*WHAT TO DO*. Copy word for word the lines from the one containing "the red football" through the one containing "[[584, 569]]", inclusive.

*INPUT MATERIAL*.
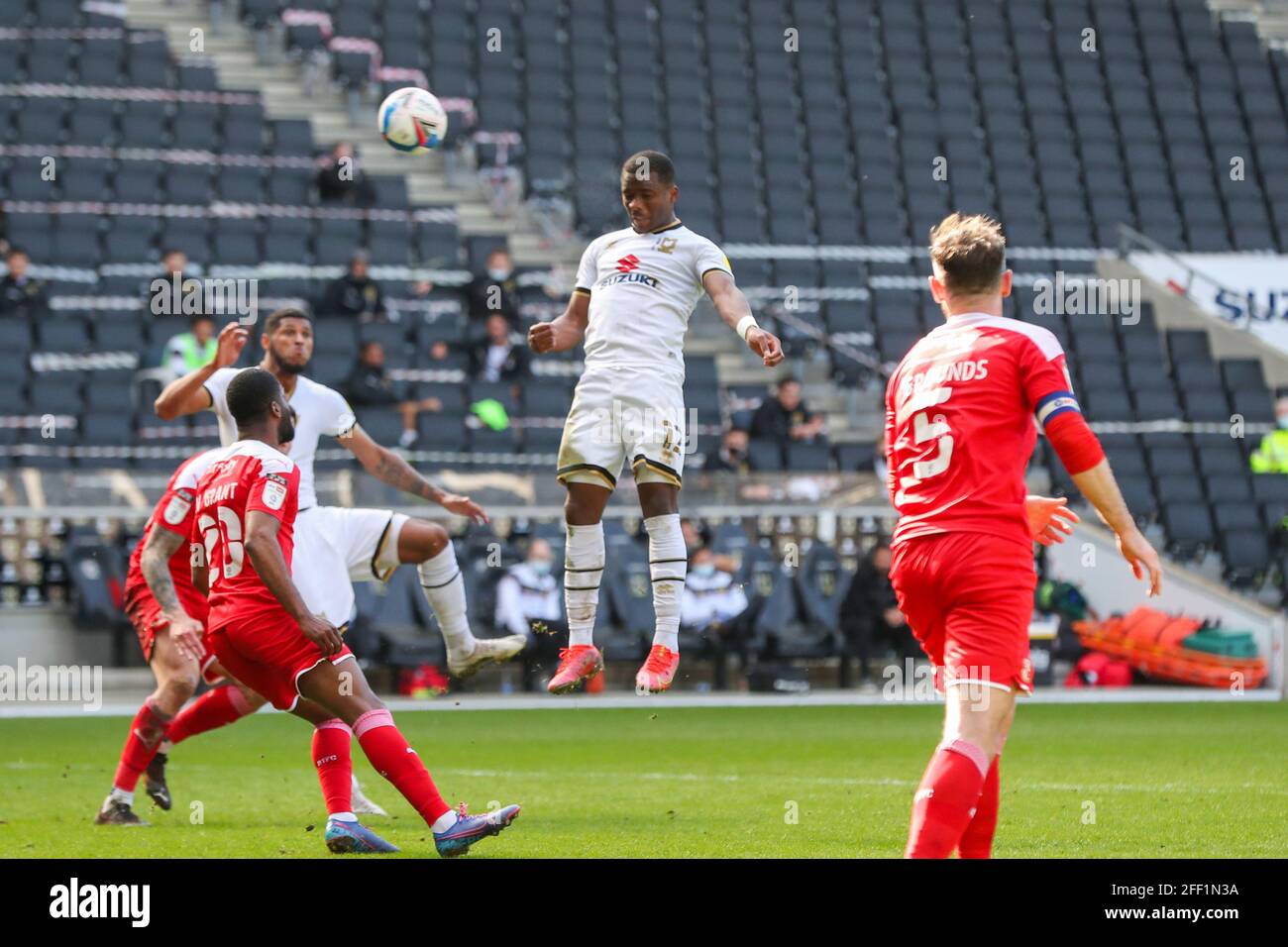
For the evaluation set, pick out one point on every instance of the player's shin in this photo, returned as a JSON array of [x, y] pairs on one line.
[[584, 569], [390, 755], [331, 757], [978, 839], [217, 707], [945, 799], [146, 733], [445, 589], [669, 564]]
==
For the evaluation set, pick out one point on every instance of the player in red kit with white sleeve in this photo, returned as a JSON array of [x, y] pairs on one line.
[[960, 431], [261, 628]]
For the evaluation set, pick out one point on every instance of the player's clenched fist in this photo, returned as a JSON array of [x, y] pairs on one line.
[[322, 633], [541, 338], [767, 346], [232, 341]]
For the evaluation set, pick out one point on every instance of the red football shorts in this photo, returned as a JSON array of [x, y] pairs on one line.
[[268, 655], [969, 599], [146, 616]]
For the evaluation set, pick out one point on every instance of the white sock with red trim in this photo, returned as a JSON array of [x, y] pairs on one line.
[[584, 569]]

*WRITTEN SOLUTION*.
For the evaluation set, pick out one point on every instance of the red football shorts in this photo, returned as a JSON array of [x, y] pairs on one line.
[[268, 655], [969, 599], [146, 616]]
For the evaluation set, pick out one point on every instance of the white sock with red trim in this photo, returned as a JSON array of [x, y] pairs on one line.
[[584, 569]]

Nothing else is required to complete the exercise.